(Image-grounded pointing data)
----
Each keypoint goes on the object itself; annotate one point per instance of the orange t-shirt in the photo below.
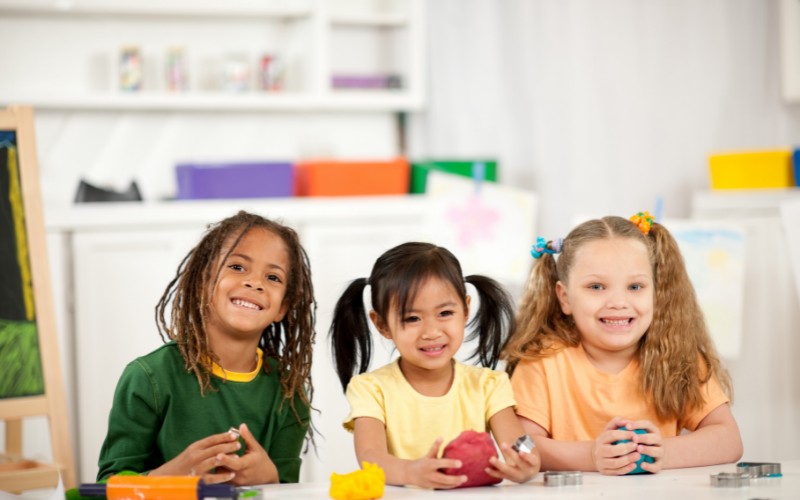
(573, 400)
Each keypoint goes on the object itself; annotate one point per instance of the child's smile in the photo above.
(251, 286)
(431, 331)
(434, 350)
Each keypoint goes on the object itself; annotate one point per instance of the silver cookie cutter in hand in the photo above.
(523, 443)
(563, 478)
(759, 469)
(730, 480)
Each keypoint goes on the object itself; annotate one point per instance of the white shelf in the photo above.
(339, 101)
(370, 20)
(152, 11)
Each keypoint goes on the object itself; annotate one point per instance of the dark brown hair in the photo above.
(395, 280)
(671, 348)
(288, 342)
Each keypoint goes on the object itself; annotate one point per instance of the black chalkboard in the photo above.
(19, 341)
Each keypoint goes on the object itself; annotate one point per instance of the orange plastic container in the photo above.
(339, 178)
(152, 488)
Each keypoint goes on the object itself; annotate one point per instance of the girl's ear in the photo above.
(380, 325)
(563, 298)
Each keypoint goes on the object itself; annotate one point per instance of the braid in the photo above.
(288, 342)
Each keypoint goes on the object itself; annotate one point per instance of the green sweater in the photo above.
(158, 412)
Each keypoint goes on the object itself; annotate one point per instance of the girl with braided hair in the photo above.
(237, 353)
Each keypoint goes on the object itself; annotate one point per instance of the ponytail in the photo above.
(540, 320)
(493, 321)
(351, 338)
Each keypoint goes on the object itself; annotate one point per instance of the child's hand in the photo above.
(424, 472)
(615, 460)
(519, 467)
(651, 444)
(200, 457)
(254, 467)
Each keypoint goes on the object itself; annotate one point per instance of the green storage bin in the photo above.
(420, 169)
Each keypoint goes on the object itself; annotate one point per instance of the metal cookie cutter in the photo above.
(759, 469)
(730, 480)
(523, 443)
(563, 478)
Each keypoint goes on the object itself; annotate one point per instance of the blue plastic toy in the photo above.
(644, 458)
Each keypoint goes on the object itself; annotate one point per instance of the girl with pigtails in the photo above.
(403, 412)
(611, 359)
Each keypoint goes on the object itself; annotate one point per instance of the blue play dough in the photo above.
(644, 458)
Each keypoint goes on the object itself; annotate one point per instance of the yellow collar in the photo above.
(222, 373)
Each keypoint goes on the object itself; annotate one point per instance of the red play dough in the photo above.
(474, 449)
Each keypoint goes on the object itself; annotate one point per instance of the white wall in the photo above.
(602, 106)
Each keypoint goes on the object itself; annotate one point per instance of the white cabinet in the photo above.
(313, 39)
(122, 256)
(119, 276)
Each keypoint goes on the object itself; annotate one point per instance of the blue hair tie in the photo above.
(542, 247)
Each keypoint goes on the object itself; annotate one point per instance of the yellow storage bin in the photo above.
(766, 169)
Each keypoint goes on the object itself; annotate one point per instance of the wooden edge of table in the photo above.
(34, 475)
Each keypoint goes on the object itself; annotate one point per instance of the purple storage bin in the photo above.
(234, 180)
----
What is needed is every record above printed exactly, with no pictures.

= SOLUTION FOR THIS EXERCISE =
Each keypoint goes on the object itself; annotate one point per instance of the orange t-shirt in the photo below.
(573, 400)
Each keypoint goes on the object itself; annotate one point per instance of the child's smile in the photo above.
(251, 286)
(431, 331)
(434, 350)
Each keypoint goes on the object itself; annotate one point per instance of the silver cookie cutter in hand in the photo above.
(523, 443)
(563, 478)
(759, 469)
(730, 480)
Each keypoint goes on the object itself; annotate one point per instance of the white shelf in the photo above.
(339, 101)
(370, 20)
(152, 11)
Each keypoint goes on the object itself; annotate one point per instance of the dark brown hair in the photo above.
(395, 280)
(671, 348)
(288, 342)
Each keypoint goes on the object itself; annotate one point per instance of the black chalkboard in the photo above.
(19, 341)
Each keypoint goes on the object itself; annotate one point per instance of the orange plastic container in the photo above.
(339, 178)
(152, 488)
Each keypoint goes on the object itself; annotate one point per instance of the girl's ear in the photo above.
(380, 325)
(563, 298)
Each keypoint goes on the object itself; annotate one point per instance of the braid in the photo above.
(288, 342)
Each keypoint goes on the object itself; annotate one point per instance of the green sweater in the photo above.
(158, 412)
Each keypoint goes on the object itself; annotate one point per instance of the girl with braided hair in the photo above.
(237, 353)
Each keypoint goes on the object itself; annotate one point per instance of the ponytail in the photo above.
(540, 320)
(493, 321)
(351, 338)
Each keypoint goes on the object itself; annotate one point per instance of the child's hand in the photo above.
(424, 472)
(615, 460)
(519, 467)
(651, 444)
(200, 457)
(254, 467)
Each keypoint goes on the object itself; annotate one point per instance of the green storage bin in the photo above.
(420, 169)
Each keypoint goes on the object itself; annotate one point per instance of the metal cookie cutter in the photo above.
(759, 469)
(730, 480)
(523, 443)
(563, 478)
Each keypoint goes on the object itself; annotate one point per instance of the blue plastic toy in the photo above.
(644, 458)
Each keypoint goes on the object itself; annotate one point per instance of the girl with pigtails in the photo above.
(403, 412)
(611, 359)
Each keypoint goes on the object itself; annotate one point per instance of the blue play dough in the photo above.
(644, 458)
Each keypoint goes on the object itself; annotate one point per instance of the yellow collar in the photo above.
(222, 373)
Each keypoint goes on the object itself; annotate one point per instance of the red play dough in the photo above.
(474, 449)
Each keypoint goes on the object itself; annotate one point per instance of the white wall in the photo above.
(602, 106)
Each keypoint goes on the object itself; annotate one point per instance of the white cabinet in the photo above.
(313, 39)
(122, 256)
(119, 276)
Each keypoint goes on the object itself; annotate one point per instance of the blue hair tie in the photo above.
(542, 247)
Each keypoint goes on the object itself; annotate one point per instance of the yellow storage bin in the photo above.
(766, 169)
Each keypoint goes on the object itself; annotate one point per instance of the wooden edge of table in the photo above.
(34, 475)
Each keypoint goes on the object itself; annotate one point per instance of the purple storage bin in the photo above.
(234, 180)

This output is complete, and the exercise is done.